[RECORDS TO USE]

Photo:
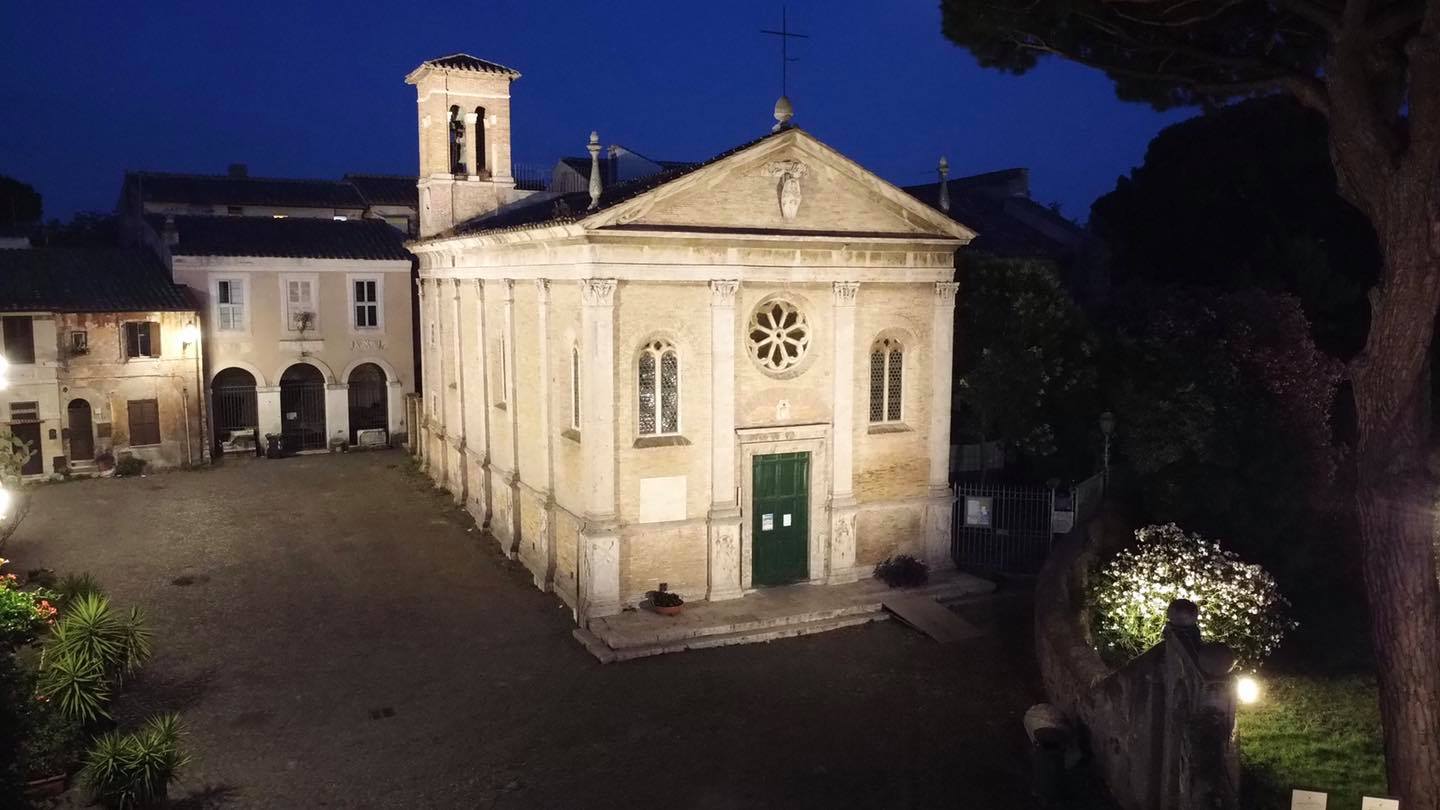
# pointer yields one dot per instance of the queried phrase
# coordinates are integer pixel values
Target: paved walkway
(339, 636)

[/RECORDS TO USE]

BRIEF —
At the line containing "# pointer yields", start transcribing exactly, and continue through the last line of the listing. Stop there and add nothing.

RESPONSE —
# pointer yields one dot per instance of the queried phrase
# coordinates are integer pixel values
Target: paved walkway
(339, 636)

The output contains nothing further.